(begin)

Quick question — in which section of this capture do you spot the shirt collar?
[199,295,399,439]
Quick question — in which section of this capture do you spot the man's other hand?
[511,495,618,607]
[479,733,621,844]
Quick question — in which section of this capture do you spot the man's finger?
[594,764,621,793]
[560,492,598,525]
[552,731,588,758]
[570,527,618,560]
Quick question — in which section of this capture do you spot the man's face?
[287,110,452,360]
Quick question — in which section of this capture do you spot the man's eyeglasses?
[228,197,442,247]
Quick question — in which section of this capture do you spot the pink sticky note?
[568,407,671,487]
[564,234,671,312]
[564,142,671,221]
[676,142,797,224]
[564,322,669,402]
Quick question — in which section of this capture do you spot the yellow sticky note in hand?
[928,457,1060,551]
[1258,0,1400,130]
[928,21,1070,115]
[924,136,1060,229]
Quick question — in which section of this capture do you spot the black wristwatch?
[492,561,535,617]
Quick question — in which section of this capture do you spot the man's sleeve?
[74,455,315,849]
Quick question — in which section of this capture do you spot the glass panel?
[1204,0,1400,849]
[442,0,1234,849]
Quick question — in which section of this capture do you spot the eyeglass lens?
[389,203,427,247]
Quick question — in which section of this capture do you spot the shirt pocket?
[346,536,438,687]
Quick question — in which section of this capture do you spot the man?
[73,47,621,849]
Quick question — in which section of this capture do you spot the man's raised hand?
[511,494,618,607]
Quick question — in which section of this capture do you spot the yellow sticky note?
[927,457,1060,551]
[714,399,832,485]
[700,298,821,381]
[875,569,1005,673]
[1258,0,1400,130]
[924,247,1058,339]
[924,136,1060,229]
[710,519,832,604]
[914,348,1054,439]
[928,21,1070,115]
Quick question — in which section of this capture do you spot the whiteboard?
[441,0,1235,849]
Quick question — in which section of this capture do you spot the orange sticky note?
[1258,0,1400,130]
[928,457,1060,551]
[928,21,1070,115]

(end)

Update the material from the line with "orange sticky note?" through its end by replacing "capture" with "image". Reproduce only those lines, with everything else unchanged.

Answer to the task
Quick question — in which section of this image do you spot the orange sticky note?
[1258,0,1400,130]
[928,457,1060,551]
[928,21,1070,115]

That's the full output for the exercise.